WORK TO DO:
List every line in the items below that contains the string "Target", copying each one in full.

-------- INPUT ROWS --------

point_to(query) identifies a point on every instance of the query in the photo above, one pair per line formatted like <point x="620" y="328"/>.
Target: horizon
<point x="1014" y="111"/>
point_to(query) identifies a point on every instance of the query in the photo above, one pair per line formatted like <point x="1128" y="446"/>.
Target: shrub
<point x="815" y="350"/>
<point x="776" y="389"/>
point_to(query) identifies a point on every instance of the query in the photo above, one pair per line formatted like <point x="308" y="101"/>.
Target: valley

--------
-------- INPUT ROWS --------

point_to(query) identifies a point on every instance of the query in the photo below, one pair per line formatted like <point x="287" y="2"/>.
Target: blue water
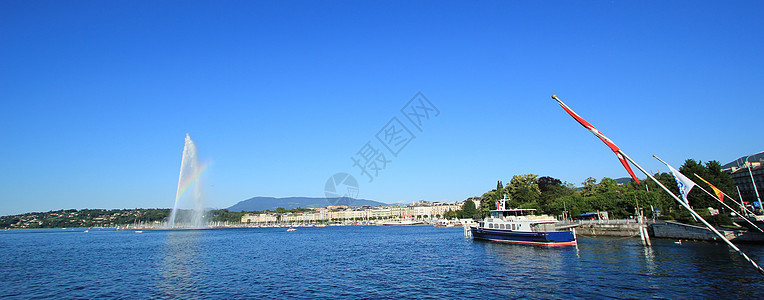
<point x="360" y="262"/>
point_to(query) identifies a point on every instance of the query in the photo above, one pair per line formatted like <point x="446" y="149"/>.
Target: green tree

--------

TASK SOLUTION:
Target: horizon
Target: shrub
Target: valley
Target: blue water
Target: green tree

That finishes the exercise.